** BEGIN **

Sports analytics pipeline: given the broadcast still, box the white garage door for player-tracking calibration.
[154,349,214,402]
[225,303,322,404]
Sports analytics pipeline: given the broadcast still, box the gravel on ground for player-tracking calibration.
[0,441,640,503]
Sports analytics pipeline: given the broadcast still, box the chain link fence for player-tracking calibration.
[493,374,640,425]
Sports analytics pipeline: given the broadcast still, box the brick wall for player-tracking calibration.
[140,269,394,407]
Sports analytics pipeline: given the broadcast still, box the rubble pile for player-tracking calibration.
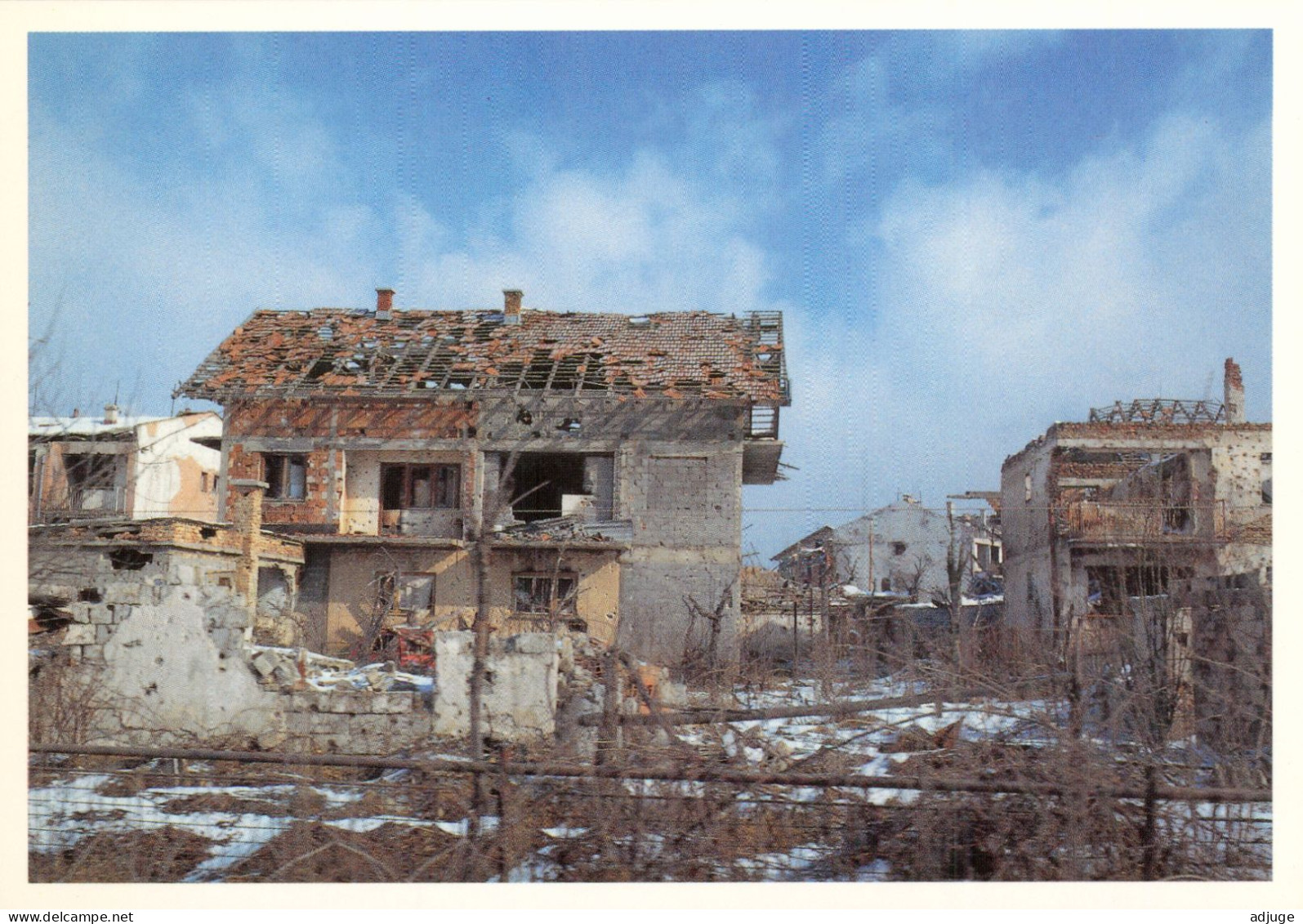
[249,645,434,694]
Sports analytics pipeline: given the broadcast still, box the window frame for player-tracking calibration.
[511,571,578,619]
[262,453,307,503]
[379,462,462,511]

** END **

◆ What to work on ◆
How many lines of the data above contain the string "analytics"? Case matters; give only the number.

◆ Correct output ◆
6